Exercise: Beginning at the line below that contains "Would you kindly indicate the grass" and continuing through the end of the items, reproduce every line, requests included, shifting each coordinate in the answers by -7. Leave the pictures out of your reply.
=======
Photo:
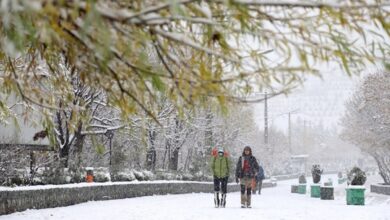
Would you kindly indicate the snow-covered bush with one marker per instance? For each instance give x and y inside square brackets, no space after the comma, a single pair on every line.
[357,176]
[101,174]
[139,175]
[148,175]
[316,172]
[126,175]
[302,179]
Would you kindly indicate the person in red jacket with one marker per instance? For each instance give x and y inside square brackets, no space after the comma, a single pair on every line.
[246,170]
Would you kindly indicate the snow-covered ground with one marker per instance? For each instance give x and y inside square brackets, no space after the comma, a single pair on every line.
[274,203]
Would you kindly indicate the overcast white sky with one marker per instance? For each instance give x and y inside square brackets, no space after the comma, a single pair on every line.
[318,101]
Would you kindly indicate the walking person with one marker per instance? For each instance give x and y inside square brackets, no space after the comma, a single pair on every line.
[259,178]
[220,166]
[246,170]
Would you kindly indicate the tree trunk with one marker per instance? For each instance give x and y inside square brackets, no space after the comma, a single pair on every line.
[174,160]
[383,162]
[151,154]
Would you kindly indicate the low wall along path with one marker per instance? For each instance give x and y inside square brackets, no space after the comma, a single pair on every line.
[15,200]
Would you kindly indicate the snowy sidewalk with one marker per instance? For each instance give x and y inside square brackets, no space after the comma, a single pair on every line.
[274,203]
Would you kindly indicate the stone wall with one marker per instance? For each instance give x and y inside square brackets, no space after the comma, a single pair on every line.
[20,200]
[381,189]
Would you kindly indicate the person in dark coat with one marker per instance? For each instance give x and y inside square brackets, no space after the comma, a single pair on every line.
[259,179]
[246,170]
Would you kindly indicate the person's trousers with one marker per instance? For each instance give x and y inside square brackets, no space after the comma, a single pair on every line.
[220,183]
[246,191]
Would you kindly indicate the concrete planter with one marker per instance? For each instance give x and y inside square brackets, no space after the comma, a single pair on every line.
[327,193]
[294,188]
[381,189]
[355,195]
[341,180]
[302,188]
[315,191]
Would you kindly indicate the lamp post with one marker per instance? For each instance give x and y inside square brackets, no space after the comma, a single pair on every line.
[110,134]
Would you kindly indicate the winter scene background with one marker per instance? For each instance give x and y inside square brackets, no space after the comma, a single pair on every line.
[119,109]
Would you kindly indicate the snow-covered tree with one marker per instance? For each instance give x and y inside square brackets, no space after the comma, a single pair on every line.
[367,120]
[214,49]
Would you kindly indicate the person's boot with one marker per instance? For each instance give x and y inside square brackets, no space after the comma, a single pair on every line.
[216,199]
[243,201]
[223,200]
[248,201]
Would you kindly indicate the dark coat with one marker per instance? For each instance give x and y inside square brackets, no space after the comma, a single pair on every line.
[260,175]
[254,167]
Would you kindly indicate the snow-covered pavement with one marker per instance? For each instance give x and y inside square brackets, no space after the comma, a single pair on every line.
[274,203]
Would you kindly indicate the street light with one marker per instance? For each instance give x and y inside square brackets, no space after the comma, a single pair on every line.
[110,134]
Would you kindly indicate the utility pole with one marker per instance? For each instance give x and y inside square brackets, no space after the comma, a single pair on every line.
[289,132]
[265,120]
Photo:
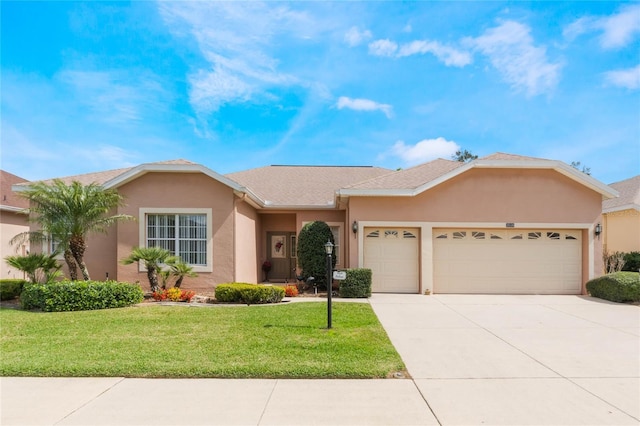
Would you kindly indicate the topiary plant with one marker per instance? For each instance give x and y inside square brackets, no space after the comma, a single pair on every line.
[311,255]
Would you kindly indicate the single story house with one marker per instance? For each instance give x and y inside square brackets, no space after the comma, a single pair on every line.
[621,217]
[499,224]
[12,222]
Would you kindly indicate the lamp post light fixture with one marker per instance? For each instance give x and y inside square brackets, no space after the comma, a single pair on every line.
[598,230]
[328,249]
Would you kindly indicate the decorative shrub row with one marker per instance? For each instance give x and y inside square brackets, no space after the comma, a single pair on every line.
[80,295]
[11,288]
[357,284]
[616,287]
[174,294]
[251,294]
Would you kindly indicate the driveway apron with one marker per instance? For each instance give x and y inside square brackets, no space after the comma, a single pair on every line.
[512,360]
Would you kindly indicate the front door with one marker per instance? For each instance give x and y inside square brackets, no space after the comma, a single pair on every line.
[281,254]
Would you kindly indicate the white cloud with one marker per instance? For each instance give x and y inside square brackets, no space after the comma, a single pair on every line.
[627,78]
[425,150]
[617,30]
[384,47]
[364,105]
[511,50]
[355,37]
[448,55]
[236,39]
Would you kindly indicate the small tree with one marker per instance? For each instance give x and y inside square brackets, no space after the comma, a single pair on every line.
[311,254]
[463,156]
[39,267]
[152,258]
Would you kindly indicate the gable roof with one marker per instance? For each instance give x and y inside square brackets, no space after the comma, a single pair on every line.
[302,186]
[629,190]
[9,200]
[420,178]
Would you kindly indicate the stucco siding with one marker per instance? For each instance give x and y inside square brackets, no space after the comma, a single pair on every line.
[182,191]
[246,249]
[11,224]
[622,231]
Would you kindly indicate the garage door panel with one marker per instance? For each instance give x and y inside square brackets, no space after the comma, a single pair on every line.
[392,254]
[507,261]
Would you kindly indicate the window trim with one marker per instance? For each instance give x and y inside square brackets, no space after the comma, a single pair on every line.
[142,229]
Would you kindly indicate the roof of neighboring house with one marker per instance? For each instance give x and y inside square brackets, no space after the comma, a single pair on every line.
[629,198]
[9,200]
[302,186]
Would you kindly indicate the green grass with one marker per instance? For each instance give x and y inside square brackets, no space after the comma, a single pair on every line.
[283,341]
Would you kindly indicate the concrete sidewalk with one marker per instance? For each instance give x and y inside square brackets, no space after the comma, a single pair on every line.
[507,360]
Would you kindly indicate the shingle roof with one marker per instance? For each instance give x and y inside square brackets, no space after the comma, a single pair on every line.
[410,178]
[312,186]
[629,198]
[8,198]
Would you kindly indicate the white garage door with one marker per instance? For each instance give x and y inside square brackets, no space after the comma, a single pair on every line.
[507,261]
[392,256]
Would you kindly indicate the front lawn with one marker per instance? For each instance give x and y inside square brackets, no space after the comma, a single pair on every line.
[282,341]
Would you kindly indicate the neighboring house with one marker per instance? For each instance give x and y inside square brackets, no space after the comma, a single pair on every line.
[621,217]
[12,222]
[499,224]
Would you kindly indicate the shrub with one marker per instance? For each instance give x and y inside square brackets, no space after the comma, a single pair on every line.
[616,287]
[11,288]
[174,294]
[250,294]
[80,295]
[311,255]
[631,261]
[357,284]
[291,290]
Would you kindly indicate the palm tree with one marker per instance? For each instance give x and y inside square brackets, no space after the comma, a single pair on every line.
[179,269]
[152,258]
[68,213]
[39,267]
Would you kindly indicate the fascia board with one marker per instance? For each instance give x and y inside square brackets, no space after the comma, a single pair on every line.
[631,206]
[169,168]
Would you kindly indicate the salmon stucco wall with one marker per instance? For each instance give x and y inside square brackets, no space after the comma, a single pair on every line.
[11,224]
[183,191]
[246,249]
[621,231]
[498,196]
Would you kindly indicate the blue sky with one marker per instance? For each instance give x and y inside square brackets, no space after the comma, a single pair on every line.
[96,85]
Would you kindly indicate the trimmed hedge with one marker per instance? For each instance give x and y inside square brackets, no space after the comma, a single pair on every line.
[251,294]
[357,284]
[616,287]
[80,295]
[11,288]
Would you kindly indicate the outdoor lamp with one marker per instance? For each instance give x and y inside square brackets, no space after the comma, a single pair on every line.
[328,248]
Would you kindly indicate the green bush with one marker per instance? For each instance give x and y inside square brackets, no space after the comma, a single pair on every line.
[631,261]
[357,284]
[312,258]
[251,294]
[80,295]
[616,287]
[11,288]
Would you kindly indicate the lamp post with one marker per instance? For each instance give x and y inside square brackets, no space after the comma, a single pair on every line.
[328,248]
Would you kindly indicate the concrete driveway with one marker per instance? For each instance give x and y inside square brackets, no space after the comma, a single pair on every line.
[483,359]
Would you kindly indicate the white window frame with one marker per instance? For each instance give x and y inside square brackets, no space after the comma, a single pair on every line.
[142,241]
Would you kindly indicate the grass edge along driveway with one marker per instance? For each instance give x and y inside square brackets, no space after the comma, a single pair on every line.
[281,341]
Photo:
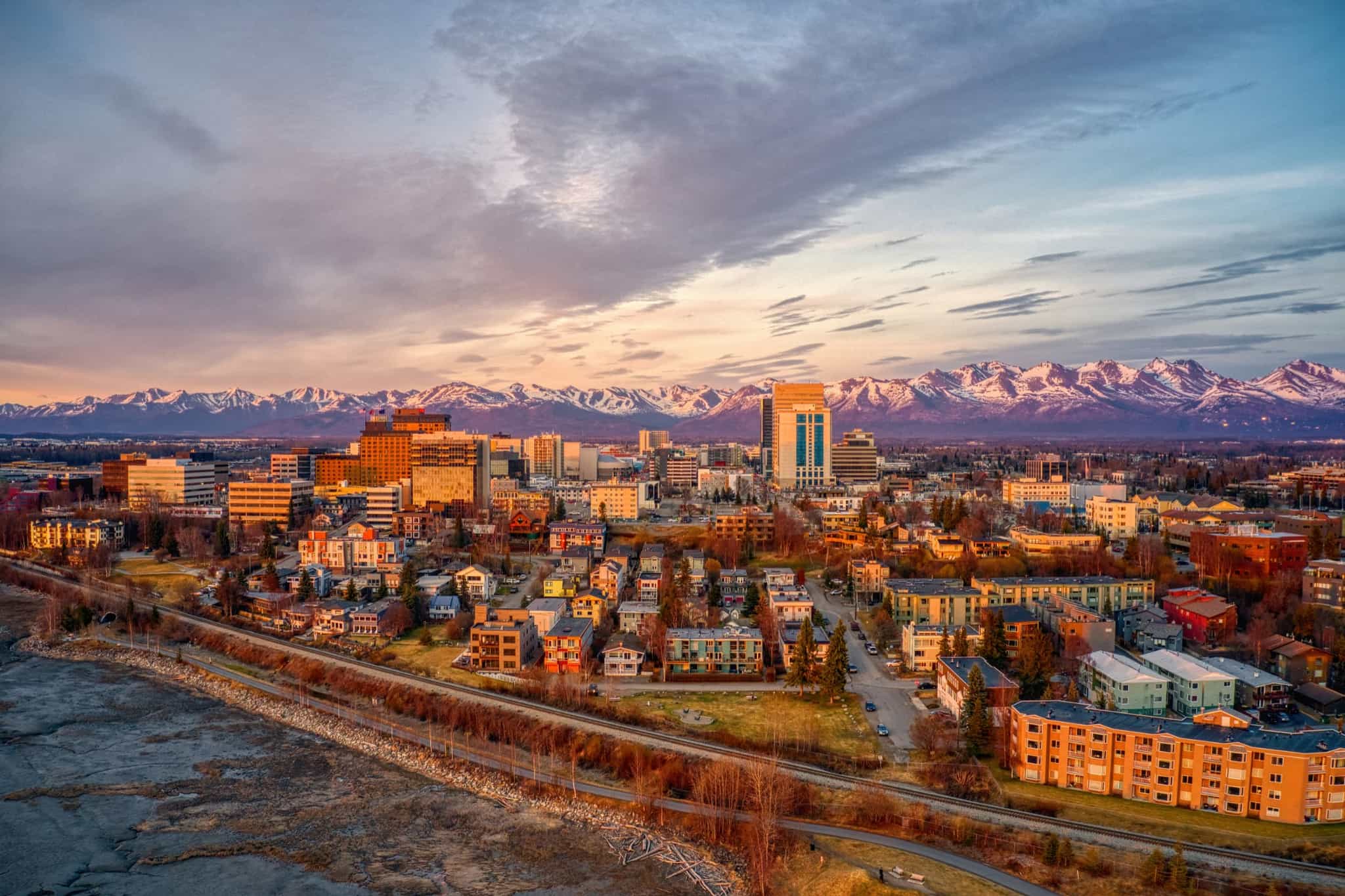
=======
Solution:
Would you kindly indicate the grass edge along driveway with one marker per instance? For each instance give x and y inside square brackets, no space after the comma, a single pair on every line.
[274,334]
Photo:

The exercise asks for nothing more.